=== Stored data ===

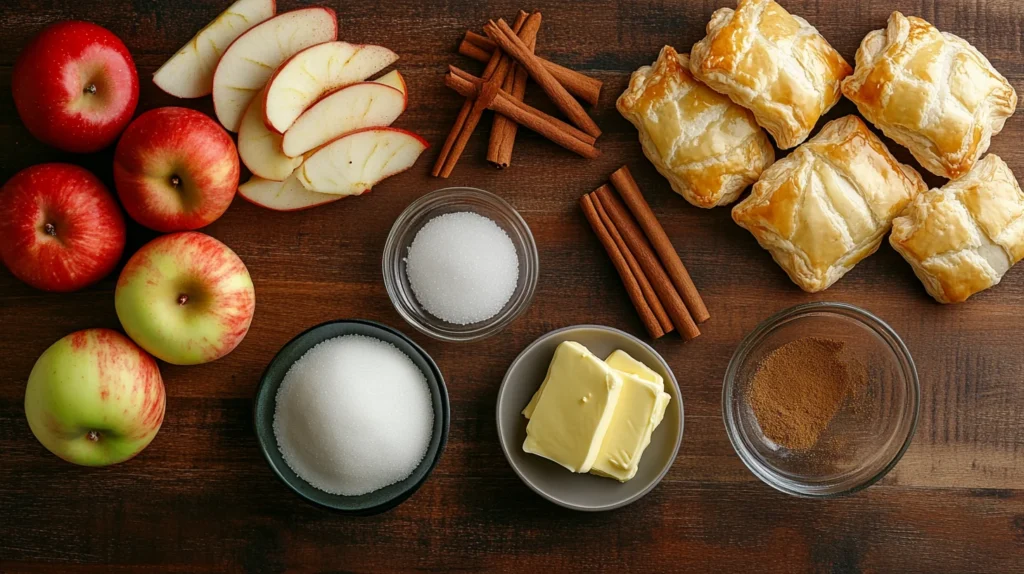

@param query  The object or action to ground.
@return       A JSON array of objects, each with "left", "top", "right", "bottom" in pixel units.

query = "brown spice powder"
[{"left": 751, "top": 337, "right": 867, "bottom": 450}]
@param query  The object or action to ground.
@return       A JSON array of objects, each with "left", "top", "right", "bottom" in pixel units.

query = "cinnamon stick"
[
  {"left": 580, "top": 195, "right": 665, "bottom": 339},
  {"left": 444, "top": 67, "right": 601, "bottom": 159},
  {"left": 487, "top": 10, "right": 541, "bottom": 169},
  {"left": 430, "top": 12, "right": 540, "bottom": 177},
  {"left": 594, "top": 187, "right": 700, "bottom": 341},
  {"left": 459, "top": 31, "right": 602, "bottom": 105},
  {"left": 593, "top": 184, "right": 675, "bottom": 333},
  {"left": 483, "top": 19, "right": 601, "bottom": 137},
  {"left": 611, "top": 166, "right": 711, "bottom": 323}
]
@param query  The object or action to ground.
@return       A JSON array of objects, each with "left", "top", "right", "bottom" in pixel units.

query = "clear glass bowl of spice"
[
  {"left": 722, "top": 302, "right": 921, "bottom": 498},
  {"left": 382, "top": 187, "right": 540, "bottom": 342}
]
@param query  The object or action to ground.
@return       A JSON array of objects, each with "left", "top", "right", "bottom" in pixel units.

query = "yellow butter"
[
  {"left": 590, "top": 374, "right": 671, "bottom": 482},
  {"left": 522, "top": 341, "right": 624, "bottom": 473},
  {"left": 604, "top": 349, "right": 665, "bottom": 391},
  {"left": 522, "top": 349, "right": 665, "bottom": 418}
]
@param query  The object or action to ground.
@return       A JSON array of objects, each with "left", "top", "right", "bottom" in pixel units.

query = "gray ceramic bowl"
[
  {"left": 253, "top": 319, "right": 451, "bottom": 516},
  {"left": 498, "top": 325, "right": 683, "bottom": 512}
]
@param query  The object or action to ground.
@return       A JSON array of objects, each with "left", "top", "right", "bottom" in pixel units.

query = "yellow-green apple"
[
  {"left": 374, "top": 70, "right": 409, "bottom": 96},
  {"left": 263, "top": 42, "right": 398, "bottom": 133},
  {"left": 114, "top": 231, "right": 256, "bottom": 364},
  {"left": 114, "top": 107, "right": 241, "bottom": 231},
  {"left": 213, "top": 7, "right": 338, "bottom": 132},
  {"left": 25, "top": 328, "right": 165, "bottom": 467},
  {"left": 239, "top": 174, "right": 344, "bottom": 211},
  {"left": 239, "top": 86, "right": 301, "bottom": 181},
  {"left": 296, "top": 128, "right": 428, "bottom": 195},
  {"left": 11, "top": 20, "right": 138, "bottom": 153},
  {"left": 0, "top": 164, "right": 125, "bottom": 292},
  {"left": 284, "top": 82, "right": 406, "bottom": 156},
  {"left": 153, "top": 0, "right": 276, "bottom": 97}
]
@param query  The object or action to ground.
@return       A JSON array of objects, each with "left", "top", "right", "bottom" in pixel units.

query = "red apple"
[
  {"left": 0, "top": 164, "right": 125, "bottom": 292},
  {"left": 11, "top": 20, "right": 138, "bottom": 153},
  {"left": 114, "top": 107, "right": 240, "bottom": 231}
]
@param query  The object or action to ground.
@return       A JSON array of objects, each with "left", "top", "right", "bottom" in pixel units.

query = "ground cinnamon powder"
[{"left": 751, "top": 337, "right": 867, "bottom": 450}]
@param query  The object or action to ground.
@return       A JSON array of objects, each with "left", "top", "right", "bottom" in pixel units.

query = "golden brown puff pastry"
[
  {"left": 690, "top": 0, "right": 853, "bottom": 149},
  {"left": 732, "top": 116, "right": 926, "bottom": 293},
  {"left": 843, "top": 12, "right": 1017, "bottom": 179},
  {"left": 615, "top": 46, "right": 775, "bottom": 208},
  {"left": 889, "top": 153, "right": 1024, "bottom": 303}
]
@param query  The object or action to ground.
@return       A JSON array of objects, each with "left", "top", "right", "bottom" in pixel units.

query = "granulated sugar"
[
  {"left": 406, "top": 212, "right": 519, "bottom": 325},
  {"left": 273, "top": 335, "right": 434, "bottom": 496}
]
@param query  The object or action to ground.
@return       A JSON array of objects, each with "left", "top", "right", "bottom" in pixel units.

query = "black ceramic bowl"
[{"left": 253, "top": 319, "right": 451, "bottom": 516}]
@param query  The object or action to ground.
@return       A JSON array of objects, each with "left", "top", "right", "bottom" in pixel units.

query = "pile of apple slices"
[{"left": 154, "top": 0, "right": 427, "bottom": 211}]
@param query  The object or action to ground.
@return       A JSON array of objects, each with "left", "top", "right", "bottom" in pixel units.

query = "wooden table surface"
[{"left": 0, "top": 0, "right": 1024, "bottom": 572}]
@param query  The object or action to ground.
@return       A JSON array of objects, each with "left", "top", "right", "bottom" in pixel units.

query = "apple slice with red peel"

===

--- Given instruction ---
Transcribe the material exactly, keeping every word and none of the pictures.

--- Answer to this task ---
@param query  The object or action to ground.
@return       A JSON array of objects, each with "left", "top", "right", "bottom" in pixel units.

query = "brown spice powder"
[{"left": 751, "top": 337, "right": 867, "bottom": 450}]
@param query  The object or action to ground.
@return       A JSON array of objects, each with "left", "top", "right", "bottom" in pixel units.

query = "cinnamon stick"
[
  {"left": 580, "top": 195, "right": 665, "bottom": 339},
  {"left": 444, "top": 67, "right": 601, "bottom": 159},
  {"left": 487, "top": 10, "right": 541, "bottom": 169},
  {"left": 430, "top": 12, "right": 540, "bottom": 177},
  {"left": 594, "top": 187, "right": 700, "bottom": 341},
  {"left": 459, "top": 31, "right": 602, "bottom": 105},
  {"left": 593, "top": 184, "right": 675, "bottom": 333},
  {"left": 483, "top": 19, "right": 601, "bottom": 137},
  {"left": 611, "top": 166, "right": 711, "bottom": 323}
]
@param query  The object or action to ground.
@return       A JSON array of objects, each with "left", "top", "right", "bottom" in pixel units.

query = "clear glass bowl of spice"
[
  {"left": 722, "top": 302, "right": 921, "bottom": 498},
  {"left": 382, "top": 187, "right": 540, "bottom": 342}
]
@param query  The object or action to ground.
@return       A JSON array of objects, each with "left", "top", "right", "bottom" in pixel units.

query = "yellow butter"
[
  {"left": 590, "top": 374, "right": 671, "bottom": 482},
  {"left": 522, "top": 341, "right": 624, "bottom": 473},
  {"left": 604, "top": 349, "right": 665, "bottom": 391},
  {"left": 522, "top": 349, "right": 665, "bottom": 418}
]
@param query  The object or action to ground.
@return       A JSON array of objects, each with "left", "top", "right", "bottom" in pixel units.

query = "gray ceramic bowl"
[
  {"left": 253, "top": 319, "right": 451, "bottom": 516},
  {"left": 498, "top": 325, "right": 683, "bottom": 512}
]
@param query  The object or action to ground.
@return       A JSON array of objects, each with "left", "top", "right", "bottom" in pixel units.

query = "yellow-green apple"
[
  {"left": 374, "top": 70, "right": 409, "bottom": 96},
  {"left": 263, "top": 42, "right": 398, "bottom": 133},
  {"left": 114, "top": 231, "right": 256, "bottom": 364},
  {"left": 114, "top": 107, "right": 241, "bottom": 231},
  {"left": 213, "top": 7, "right": 338, "bottom": 132},
  {"left": 25, "top": 328, "right": 165, "bottom": 467},
  {"left": 239, "top": 174, "right": 344, "bottom": 211},
  {"left": 239, "top": 86, "right": 301, "bottom": 181},
  {"left": 296, "top": 128, "right": 428, "bottom": 195},
  {"left": 11, "top": 20, "right": 138, "bottom": 153},
  {"left": 0, "top": 164, "right": 125, "bottom": 292},
  {"left": 284, "top": 82, "right": 406, "bottom": 156},
  {"left": 153, "top": 0, "right": 276, "bottom": 97}
]
@param query  The object or action to ground.
@return       A JSON array of objects, each with "left", "top", "right", "bottom" in pixel units.

query = "red apple"
[
  {"left": 0, "top": 164, "right": 125, "bottom": 292},
  {"left": 11, "top": 20, "right": 138, "bottom": 153},
  {"left": 114, "top": 107, "right": 240, "bottom": 231}
]
@param query  The object or action to ground.
@return       A JSON array of objects, each with "left", "top", "right", "bottom" in pixel units.

query = "ground cinnamon powder"
[{"left": 751, "top": 337, "right": 867, "bottom": 450}]
@param query  The object or action to ground.
@return       A JSON array of objects, each with "left", "top", "right", "bottom" in pixel units.

query = "golden brown puff pastry"
[
  {"left": 690, "top": 0, "right": 853, "bottom": 149},
  {"left": 732, "top": 116, "right": 926, "bottom": 293},
  {"left": 843, "top": 12, "right": 1017, "bottom": 179},
  {"left": 615, "top": 46, "right": 775, "bottom": 208},
  {"left": 889, "top": 153, "right": 1024, "bottom": 303}
]
@param query  The object or action to ground.
@return       A JSON array of objects, each with "left", "top", "right", "bottom" in pixel units.

query = "granulated sugar"
[
  {"left": 406, "top": 212, "right": 519, "bottom": 325},
  {"left": 273, "top": 335, "right": 434, "bottom": 496}
]
@param query  The object or action to ground.
@return       A JSON array of objects, each with "left", "top", "right", "bottom" in pixel units.

query = "black ceramic bowl"
[{"left": 253, "top": 319, "right": 451, "bottom": 516}]
@param query  The object or action to ground.
@return       A JSON array of objects, each with "left", "top", "right", "bottom" in pixel units.

query = "pile of apple slices"
[{"left": 154, "top": 0, "right": 427, "bottom": 211}]
@param query  The object or action to ground.
@return       A JSON array of objects, each with "left", "top", "right", "bottom" in pixel units.

query = "wooden table surface"
[{"left": 0, "top": 0, "right": 1024, "bottom": 572}]
@param query  The object or action to ground.
@return       A JSON array of objects, each with "left", "top", "right", "bottom" in pixel units.

query = "apple slice with red peel"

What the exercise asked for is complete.